→ PROBLEM TO WORK ON: Repeat the data exactly as given below, dropping every picture.

→ INPUT FOR THIS TASK:

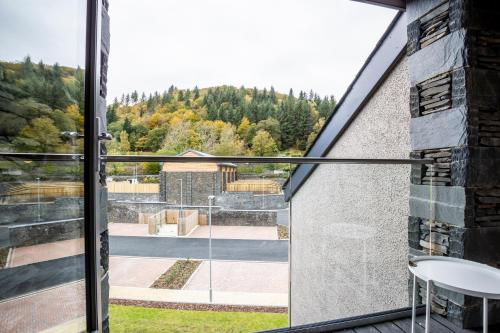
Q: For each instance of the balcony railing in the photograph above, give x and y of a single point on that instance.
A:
(335, 245)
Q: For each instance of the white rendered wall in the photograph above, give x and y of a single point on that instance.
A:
(349, 222)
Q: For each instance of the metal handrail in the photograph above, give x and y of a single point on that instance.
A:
(213, 159)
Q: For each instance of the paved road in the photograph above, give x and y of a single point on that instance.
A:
(197, 248)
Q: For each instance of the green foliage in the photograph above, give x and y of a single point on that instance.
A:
(41, 136)
(263, 144)
(220, 120)
(37, 103)
(124, 143)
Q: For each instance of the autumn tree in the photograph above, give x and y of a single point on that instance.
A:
(124, 143)
(41, 136)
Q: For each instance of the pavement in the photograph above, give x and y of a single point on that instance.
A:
(235, 232)
(233, 282)
(201, 231)
(136, 272)
(241, 276)
(128, 229)
(197, 248)
(58, 309)
(199, 297)
(43, 252)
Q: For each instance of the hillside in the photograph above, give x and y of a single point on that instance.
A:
(38, 103)
(222, 120)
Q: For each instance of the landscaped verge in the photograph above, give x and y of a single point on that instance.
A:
(151, 320)
(177, 275)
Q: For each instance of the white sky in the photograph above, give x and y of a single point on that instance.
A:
(299, 44)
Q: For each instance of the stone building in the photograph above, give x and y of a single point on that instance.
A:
(430, 89)
(198, 180)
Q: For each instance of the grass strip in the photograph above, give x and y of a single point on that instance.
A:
(151, 320)
(4, 254)
(177, 275)
(199, 306)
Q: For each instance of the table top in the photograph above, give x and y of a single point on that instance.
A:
(463, 276)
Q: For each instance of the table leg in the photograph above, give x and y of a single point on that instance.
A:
(428, 307)
(414, 304)
(485, 315)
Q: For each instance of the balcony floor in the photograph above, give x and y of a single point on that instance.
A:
(438, 325)
(395, 321)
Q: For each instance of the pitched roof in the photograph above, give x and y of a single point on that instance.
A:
(191, 152)
(389, 49)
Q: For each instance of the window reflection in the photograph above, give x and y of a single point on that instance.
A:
(41, 202)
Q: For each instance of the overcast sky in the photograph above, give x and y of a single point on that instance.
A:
(299, 44)
(49, 30)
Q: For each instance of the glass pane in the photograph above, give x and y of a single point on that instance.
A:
(41, 202)
(202, 233)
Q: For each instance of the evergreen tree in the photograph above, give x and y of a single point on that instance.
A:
(134, 97)
(111, 114)
(272, 95)
(263, 144)
(80, 89)
(127, 126)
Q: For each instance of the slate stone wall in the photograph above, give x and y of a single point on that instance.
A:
(248, 200)
(196, 187)
(454, 57)
(134, 196)
(127, 212)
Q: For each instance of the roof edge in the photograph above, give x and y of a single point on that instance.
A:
(388, 51)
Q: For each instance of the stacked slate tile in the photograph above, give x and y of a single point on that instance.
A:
(434, 25)
(439, 172)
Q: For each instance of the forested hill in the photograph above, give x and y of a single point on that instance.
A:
(38, 104)
(41, 104)
(222, 120)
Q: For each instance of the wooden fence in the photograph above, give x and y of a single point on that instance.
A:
(126, 187)
(255, 185)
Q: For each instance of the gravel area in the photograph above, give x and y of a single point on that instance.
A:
(177, 275)
(200, 307)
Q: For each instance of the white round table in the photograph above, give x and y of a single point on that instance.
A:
(459, 275)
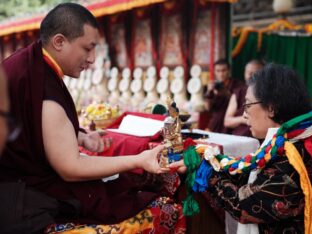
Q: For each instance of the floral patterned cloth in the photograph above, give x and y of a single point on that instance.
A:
(274, 200)
(163, 216)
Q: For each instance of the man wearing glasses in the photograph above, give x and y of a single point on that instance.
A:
(46, 156)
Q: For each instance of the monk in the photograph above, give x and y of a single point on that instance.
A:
(4, 110)
(45, 155)
(218, 95)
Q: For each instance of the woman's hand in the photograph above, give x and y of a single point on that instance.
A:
(150, 161)
(94, 142)
(178, 166)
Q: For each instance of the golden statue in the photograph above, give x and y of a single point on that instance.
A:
(172, 136)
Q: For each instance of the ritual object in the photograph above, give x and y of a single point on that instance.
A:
(98, 116)
(171, 132)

→ OUTPUT BELOW:
Q: For each instance of the balcony railing in the photograph above, give x and y of a single point on that instance.
A:
(335, 245)
Q: For each instance of the white rendered wall in the photograph above, give x and y of a single point on that instance.
A:
(349, 222)
Q: For each instance of the metal handrail in the photograph above, give x and y of a single point on that instance.
A:
(213, 159)
Q: For each instance of the paved road in the photograph above, give x and y of a single point on that instance.
A:
(197, 248)
Q: For each instance of the green foliage in the photograph above, give x and y of a single point on that instance.
A:
(41, 136)
(263, 144)
(220, 120)
(37, 103)
(124, 143)
Q: For each instance of the autumn tree in the photograph above, give x and y of a single point on that instance.
A:
(124, 143)
(41, 136)
Q: For each instance of the pavement in the photograph above, give x and y of a single point on that instance.
A:
(235, 232)
(233, 282)
(201, 231)
(136, 272)
(241, 276)
(128, 229)
(197, 248)
(58, 309)
(199, 297)
(43, 252)
Q: For each instance of the hillside in the photograph above, give x and y of a single point on that instance.
A:
(38, 103)
(222, 120)
Q: For each instance of the landscaped verge in the photograph above, give x and y of a single point on that instance.
A:
(151, 320)
(177, 275)
Q: For each instance of the white sky in the photograph above, give x and y of a single point on that instance.
A:
(299, 44)
Q: For each instance of the stone building in the photograph above, give x and y of a single point on that instance.
A:
(430, 89)
(198, 180)
Q: For each instance of the grass strip in the photograph above, give x and y of a single point on that instance.
A:
(151, 320)
(4, 254)
(177, 275)
(199, 306)
Q: For each instance of the table top in the photograph above, give x and y of a single point on that instance.
A:
(463, 276)
Q: For each instance of the table leg in the photograph above, give x and y of a single point on that instance.
A:
(428, 307)
(414, 304)
(485, 315)
Q: For each instance of the balcony floor in the photograph above, give x and y of a single point on that instance.
A:
(438, 325)
(395, 321)
Q: For each instance of the pitched roof in the photograph above, give x and y of a single point on that instance.
A:
(191, 152)
(389, 49)
Q: For each instance of the window reflection in the photograph above, give x and y of a single point on that instance.
A:
(41, 202)
Q: For each instance of the overcast sky in the photograph above, give x and y of a single point on that instance.
A:
(299, 44)
(49, 30)
Q: For each instance of the glass pane in the photograph above, give x and y of a single point on that instance.
A:
(41, 202)
(202, 233)
Q: For each instance of the evergreen tree in the photograph above, give x and y of a single point on that instance.
A:
(134, 97)
(111, 114)
(272, 95)
(263, 144)
(80, 89)
(127, 126)
Q: For each instance of the slate stone wall in the photograph above, give x and y of a single point on that instance.
A:
(248, 200)
(196, 187)
(454, 57)
(134, 196)
(127, 212)
Q: For each instance of the roof edge in the photograph above, give x and y of a single point on that instance.
A:
(388, 51)
Q: For each instance of the stacked slate tile in the photograph above, give x and y of a single point on that instance.
A:
(434, 25)
(439, 172)
Q: For each instance of the forested hill in the photograph above, give x and y of a single point on that instance.
A:
(38, 104)
(41, 104)
(222, 120)
Q: For each instance of the wooden fence in the photograph above, give x and y of a single point on that instance.
A:
(126, 187)
(255, 185)
Q: For each instance of the gravel area in the photograph above, give x and y of a single point on that instance.
A:
(177, 275)
(200, 307)
Q: For each instance of the white round table in the photograph above, give x and y of a single point on that instance.
A:
(459, 275)
Q: For each instance of the floral patterned cloth in the photograph above, give x and y of a single point on that instance.
A:
(274, 200)
(163, 216)
Q: For each instance of the man wearing glasses in the photograph above, give x and y of a single point on that instance.
A:
(46, 156)
Q: For each instance of the monk in the photograph above, give x and y of a single point on that instance.
A:
(4, 110)
(45, 155)
(218, 95)
Q: For each instance of the woman's hand in the photograph above, give x and y of a single point on that instance.
A:
(150, 161)
(94, 142)
(178, 166)
Q: For each instance of the golden statue in the photograph above, give x and y of a single point on that instance.
A:
(172, 136)
Q: For each instance of the ritual object in the photograph above, give x and y of a single point on that instance.
A:
(98, 116)
(171, 132)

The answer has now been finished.